Start of Material for the task
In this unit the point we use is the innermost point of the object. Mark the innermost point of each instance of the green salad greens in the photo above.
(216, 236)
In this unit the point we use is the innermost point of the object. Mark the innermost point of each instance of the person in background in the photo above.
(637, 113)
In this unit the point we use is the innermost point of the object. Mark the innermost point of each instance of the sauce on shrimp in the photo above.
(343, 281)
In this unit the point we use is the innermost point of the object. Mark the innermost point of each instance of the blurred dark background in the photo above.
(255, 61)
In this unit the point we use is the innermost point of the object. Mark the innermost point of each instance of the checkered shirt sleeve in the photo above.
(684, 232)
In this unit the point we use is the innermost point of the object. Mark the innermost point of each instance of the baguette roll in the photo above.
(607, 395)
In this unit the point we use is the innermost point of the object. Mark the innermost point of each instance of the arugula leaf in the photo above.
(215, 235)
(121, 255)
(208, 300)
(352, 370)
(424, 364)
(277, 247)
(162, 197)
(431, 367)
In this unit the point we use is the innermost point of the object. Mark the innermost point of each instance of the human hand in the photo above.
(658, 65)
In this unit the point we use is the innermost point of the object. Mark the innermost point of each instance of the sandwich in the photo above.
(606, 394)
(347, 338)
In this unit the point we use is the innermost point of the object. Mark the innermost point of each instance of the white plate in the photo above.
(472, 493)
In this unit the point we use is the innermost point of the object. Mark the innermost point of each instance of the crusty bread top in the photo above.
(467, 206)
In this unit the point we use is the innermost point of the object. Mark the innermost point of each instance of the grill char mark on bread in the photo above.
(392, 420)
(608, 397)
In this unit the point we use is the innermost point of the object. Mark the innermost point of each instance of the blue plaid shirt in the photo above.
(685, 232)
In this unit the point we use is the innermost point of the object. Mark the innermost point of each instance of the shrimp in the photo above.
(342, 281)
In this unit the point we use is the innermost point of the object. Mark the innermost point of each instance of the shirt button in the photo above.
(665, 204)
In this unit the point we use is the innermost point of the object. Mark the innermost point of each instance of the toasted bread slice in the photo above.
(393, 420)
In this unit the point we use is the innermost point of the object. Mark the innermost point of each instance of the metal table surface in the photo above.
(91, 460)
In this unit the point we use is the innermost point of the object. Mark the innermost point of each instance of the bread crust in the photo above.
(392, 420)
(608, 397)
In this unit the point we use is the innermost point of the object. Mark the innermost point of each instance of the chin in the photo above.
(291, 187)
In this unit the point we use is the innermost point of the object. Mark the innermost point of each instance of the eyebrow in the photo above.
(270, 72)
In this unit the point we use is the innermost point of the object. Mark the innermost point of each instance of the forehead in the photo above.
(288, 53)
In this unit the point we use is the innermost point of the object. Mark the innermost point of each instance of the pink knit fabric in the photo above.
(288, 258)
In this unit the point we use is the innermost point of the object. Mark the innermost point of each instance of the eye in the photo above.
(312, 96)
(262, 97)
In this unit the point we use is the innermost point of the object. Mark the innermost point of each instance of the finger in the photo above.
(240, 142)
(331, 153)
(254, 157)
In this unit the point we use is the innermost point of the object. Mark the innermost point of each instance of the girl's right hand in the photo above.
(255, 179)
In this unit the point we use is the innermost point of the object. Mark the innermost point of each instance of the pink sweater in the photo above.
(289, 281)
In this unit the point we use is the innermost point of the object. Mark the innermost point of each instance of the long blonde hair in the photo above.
End of Material for the task
*Task*
The whole listing, word for word, is the required answer.

*Response to the task*
In this unit the point we use is the innermost point of the object. Mark the innermost point of each instance of the green salad greens in the photo above.
(216, 236)
In this unit the point we use is the innermost point of the object. Mark the innermost point of each instance of the person in background in the photo above.
(637, 113)
In this unit the point we use is the innermost point of the object. Mark the innermost point of each instance of the sauce on shrimp in the photo above.
(343, 281)
In this unit the point we use is the innermost point of the object. Mark the innermost point of each instance of the blurred dark background in the photo above.
(255, 61)
In this unit the point we use is the innermost point of the object. Mark the innermost point of each instance of the checkered shirt sleeve in the photo above.
(684, 232)
In this unit the point we use is the innermost point of the object. Mark the innermost point of each instance of the baguette roll in the photo above.
(607, 395)
In this unit the point we use is the innermost point of the object. Mark the innermost point of each instance of the arugula leaf in the photo above.
(215, 235)
(121, 255)
(208, 300)
(352, 370)
(424, 364)
(277, 247)
(162, 197)
(431, 367)
In this unit the point we use is the innermost point of the object. Mark the innermost point of each instance of the human hand in the photo above.
(658, 65)
In this unit the point we use is the innermost point of the object. Mark the innermost point of each instance of the sandwich in the photo above.
(606, 394)
(347, 338)
In this unit the point we use is the innermost point of the object. Mark the innermost point of each instance of the white plate in the photo above.
(472, 493)
In this unit the point we use is the innermost point of the object. Mark the innermost point of each instance of the crusty bread top in the photo above.
(467, 206)
In this unit the point we use is the innermost point of the object. Mark the innermost point of each instance of the grill char mark on bread in the photo above.
(392, 420)
(608, 397)
In this unit the point we use is the innermost point of the object. Mark the innermost point of each instance of the blue plaid shirt in the photo above.
(685, 232)
In this unit the point we use is the innermost point of the object. Mark the innermost point of each instance of the shrimp in the photo above.
(342, 281)
In this unit the point we use is the innermost point of the object. Mark the innermost point of each instance of the shirt button in the photo above.
(665, 204)
In this unit the point we use is the innermost point of the object. Mark the innermost point of each instance of the toasted bread slice in the photo above.
(393, 420)
In this unit the point we use is the innermost point of the object. Mark the innermost point of each instance of the metal table surface in the photo above.
(91, 460)
In this unit the point we use is the innermost point of the object. Mark the innermost point of each instance of the bread crust in the photo above.
(392, 420)
(608, 397)
In this unit the point we use is the innermost point of the object. Mark the innermost point of each instance of the chin in the photo above.
(291, 187)
In this unit the point we use is the innermost point of the object. Mark the innermost point of each instance of the eyebrow in the photo above.
(270, 72)
In this unit the point we use is the innermost point of the object. Mark the innermost point of each instance of the forehead in the photo above.
(288, 53)
In this unit the point we use is the innermost point of the object. Mark the innermost point of each instance of the pink knit fabric in the photo above.
(288, 258)
In this unit the point we use is the innermost point of the object. Mark the innermost point of each instance of the eye in the photo above.
(312, 96)
(262, 97)
In this unit the point we use is the innermost point of the object. Mark the innermost point of each instance of the finger in the photo above.
(240, 142)
(331, 153)
(254, 157)
In this unit the point we use is the innermost point of the object. Mark the innermost point of each instance of the girl's right hand in the photo above.
(255, 179)
In this unit the point we use is the innermost point of the object. Mark the innermost point of each instance of the pink sweater in the photo above.
(289, 281)
In this unit the point we use is the innermost point of the object. Mark the innermost point of each instance of the long blonde hair in the photo above.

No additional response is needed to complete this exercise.